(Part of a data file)
^^^^^^^^^^^^^^^^
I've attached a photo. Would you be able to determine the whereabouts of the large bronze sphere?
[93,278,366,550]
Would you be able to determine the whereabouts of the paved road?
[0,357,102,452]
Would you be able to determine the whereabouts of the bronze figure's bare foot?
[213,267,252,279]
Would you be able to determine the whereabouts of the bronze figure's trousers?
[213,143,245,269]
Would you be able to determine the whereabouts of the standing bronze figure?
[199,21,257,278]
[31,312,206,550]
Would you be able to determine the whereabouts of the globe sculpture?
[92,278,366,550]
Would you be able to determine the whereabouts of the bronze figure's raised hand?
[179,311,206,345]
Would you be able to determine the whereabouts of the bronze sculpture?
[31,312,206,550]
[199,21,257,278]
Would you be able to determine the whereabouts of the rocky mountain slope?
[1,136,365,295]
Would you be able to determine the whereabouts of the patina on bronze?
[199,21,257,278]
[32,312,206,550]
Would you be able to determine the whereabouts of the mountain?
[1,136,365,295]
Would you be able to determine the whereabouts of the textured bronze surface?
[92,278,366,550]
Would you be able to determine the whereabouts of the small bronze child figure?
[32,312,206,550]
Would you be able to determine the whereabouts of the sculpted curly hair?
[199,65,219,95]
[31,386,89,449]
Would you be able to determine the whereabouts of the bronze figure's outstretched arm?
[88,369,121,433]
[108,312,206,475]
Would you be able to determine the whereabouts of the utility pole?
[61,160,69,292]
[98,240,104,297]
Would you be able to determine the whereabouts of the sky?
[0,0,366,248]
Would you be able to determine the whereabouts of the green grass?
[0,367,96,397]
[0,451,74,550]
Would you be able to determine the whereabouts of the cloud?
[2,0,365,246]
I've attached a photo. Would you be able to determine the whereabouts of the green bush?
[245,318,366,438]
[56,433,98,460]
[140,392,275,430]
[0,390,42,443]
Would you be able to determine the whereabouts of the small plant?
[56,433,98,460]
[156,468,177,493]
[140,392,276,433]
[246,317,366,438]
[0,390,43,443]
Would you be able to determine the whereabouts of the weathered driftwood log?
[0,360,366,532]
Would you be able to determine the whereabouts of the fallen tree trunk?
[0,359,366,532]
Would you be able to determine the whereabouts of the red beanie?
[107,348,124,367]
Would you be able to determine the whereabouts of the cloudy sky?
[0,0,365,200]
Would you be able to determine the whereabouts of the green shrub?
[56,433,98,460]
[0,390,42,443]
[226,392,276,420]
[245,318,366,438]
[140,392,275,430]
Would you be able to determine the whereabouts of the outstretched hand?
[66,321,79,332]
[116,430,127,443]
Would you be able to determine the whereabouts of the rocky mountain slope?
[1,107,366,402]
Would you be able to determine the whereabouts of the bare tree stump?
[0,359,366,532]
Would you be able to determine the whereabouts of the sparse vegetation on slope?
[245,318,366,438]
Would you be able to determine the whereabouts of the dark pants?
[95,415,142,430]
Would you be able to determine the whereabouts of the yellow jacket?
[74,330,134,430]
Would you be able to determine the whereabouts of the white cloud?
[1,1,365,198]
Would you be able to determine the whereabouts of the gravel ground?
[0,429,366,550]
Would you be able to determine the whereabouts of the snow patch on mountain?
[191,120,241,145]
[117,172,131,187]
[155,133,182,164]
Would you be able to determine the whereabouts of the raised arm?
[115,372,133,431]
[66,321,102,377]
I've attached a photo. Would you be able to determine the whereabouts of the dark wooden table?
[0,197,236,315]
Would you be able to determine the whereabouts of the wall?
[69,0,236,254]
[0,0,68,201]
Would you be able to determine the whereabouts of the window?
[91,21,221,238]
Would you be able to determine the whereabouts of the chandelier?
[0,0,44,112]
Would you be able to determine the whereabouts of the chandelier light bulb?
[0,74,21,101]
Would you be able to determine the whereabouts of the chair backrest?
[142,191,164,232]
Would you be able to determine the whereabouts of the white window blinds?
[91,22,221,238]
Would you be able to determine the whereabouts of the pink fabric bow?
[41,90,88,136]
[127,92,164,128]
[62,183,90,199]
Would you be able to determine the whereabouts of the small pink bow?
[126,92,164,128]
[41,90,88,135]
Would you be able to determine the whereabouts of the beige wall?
^^^^^^^^^^^^^^^^
* **Prompt**
Rewrite the material above, changing every "whereabouts" to "location" and leaving the rest untouched.

* **Answer to this task**
I've attached a photo. Would you be able to determine the location of the large bronze sphere?
[93,278,366,550]
Would you be able to determine the location of the paved road?
[0,357,102,452]
Would you be able to determine the location of the bronze figure's bare foot?
[213,267,252,279]
Would you be able to determine the location of the bronze figure's trousers?
[213,143,245,269]
Would you be able to determine the location of the standing bronze figure?
[199,21,257,278]
[31,312,206,550]
Would you be able to determine the location of the globe sculpture?
[92,278,366,550]
Would you be able to determine the location of the bronze figure's raised hand?
[179,311,206,345]
Would you be able to determine the location of the bronze sculpture?
[31,312,206,550]
[199,21,257,278]
Would you be able to determine the location of the rocky mountain slope?
[1,136,365,295]
Would you be able to determine the location of the patina on bronze?
[199,21,257,278]
[32,312,206,550]
Would you be able to determine the location of the mountain?
[1,136,365,295]
Would you be able to determine the location of the textured bronze surface?
[92,278,366,550]
Would you be able to determine the location of the small bronze child figure?
[32,312,206,550]
Would you be able to determine the location of the sculpted curly hair?
[199,65,219,95]
[31,386,89,449]
Would you be able to determine the location of the bronze figure's outstretched arm?
[88,369,121,433]
[108,312,206,475]
Would you be able to determine the location of the utility pole?
[61,160,69,292]
[98,240,104,297]
Would you be able to determine the location of the sky?
[0,0,366,248]
Would you be able to determine the location of the green grass?
[0,367,96,397]
[0,451,74,550]
Would you be able to determine the location of the cloud?
[2,0,365,246]
I've attached a photo. Would you be able to determine the location of the green bush?
[245,318,366,438]
[56,433,98,460]
[140,392,275,430]
[0,390,42,443]
Would you be able to determine the location of the small plant?
[56,433,98,460]
[156,468,177,493]
[140,392,276,433]
[246,317,366,438]
[0,390,43,443]
Would you be able to determine the location of the weathered driftwood log?
[0,360,366,532]
Would you be able to determine the location of the fallen tree trunk?
[0,359,366,532]
Would you be able to determine the location of the red beanie?
[107,348,124,367]
Would you be able to determine the location of the cloudy sky?
[0,0,365,200]
Would you be able to determine the location of the green shrub?
[56,433,98,460]
[0,390,42,443]
[226,392,276,420]
[245,318,366,438]
[140,392,275,430]
Would you be able to determine the location of the outstretched hand?
[66,321,79,332]
[116,430,127,443]
Would you be able to determine the location of the rocky mountain slope?
[1,107,366,402]
Would you be able to determine the location of the bare tree stump?
[0,359,366,532]
Would you be able to determine the location of the sparse vegetation on slope?
[245,318,366,438]
Would you be able to determine the location of the dark pants?
[95,415,142,430]
Would you be able to determine the location of the yellow jacket?
[74,330,134,430]
Would you be able to determine the location of the white cloud?
[1,1,365,198]
Would you be able to determine the location of the gravel ground?
[0,429,366,550]
Would you be able to determine the location of the snow patch on mountain?
[191,120,241,145]
[117,172,131,187]
[155,133,182,164]
Would you be able to determine the location of the raised arm?
[115,372,133,431]
[66,321,102,377]
I've attached a photo. Would you be able to determine the location of the dark wooden table?
[0,197,236,315]
Would you be able to determine the location of the wall?
[69,0,236,254]
[0,0,68,201]
Would you be able to determine the location of the window?
[91,21,221,238]
Would you be able to determine the location of the chandelier?
[0,0,44,112]
Would you be able to determine the location of the chandelier light bulb?
[0,74,21,101]
Would you be able to determine the location of the chair backrest?
[142,191,164,232]
Would you be able to determine the location of the white window blinds?
[91,22,221,238]
Would you be able to determine the location of the pink fabric bow?
[41,90,88,136]
[127,92,164,128]
[62,183,90,199]
Would you be able to determine the location of the small pink bow?
[126,92,164,128]
[41,90,88,135]
Would you be able to determine the location of the beige wall?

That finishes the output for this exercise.